**Stated goal 1**
Convert every one of the records below, not the text, into a JSON list of strings with one string per line, omitting blank lines and leaving the pictures out.

**Page extract**
###
No taxi arrived but instead, a red shuttle bus showed up that would take me there for a flat rate of $25. Once I got in the bus (I was the only passenger) the driver introduced herself to me as if we were about to go on a tour (“Hi, my name is…”) We headed out and after a minute or two, she said something about a window being open. I think she wanted me to close it. I could see no open windows and after an awkward bit of fussing about, she said it was OK and was probably thinking I had been dealt a blow to the head and couldn’t understand what she was saying to me.
This seemed even more so when we arrived at the hotel. She informed me that she did not take credit cards for payment. It is, after all, only 2013. I had $3 U.S. in my wallet. I had plenty of Canadian cash on hand, though. “I can pay in Canadian,” I said to her. She looked at me as if I had asked her to close the window. She continued to look at me in that “Don’t you have REAL money?” way. She suggested I find an ATM in the hotel and leave my bag with her so I wouldn’t just slip inside, never to be seen by her (or possibly anyone else) again.
###
**Stated goal 2**
What flat rate did the red shuttle bus charge, according to the shuttle account?
###
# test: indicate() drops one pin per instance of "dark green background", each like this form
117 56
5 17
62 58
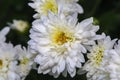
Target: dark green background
106 12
###
**Solution 1**
[
  "# test: indicate() drops one pin per instance of \"dark green background\", each like this form",
  "117 56",
  "5 17",
  "62 58",
  "Target: dark green background",
  "106 12"
]

**Solution 2**
$25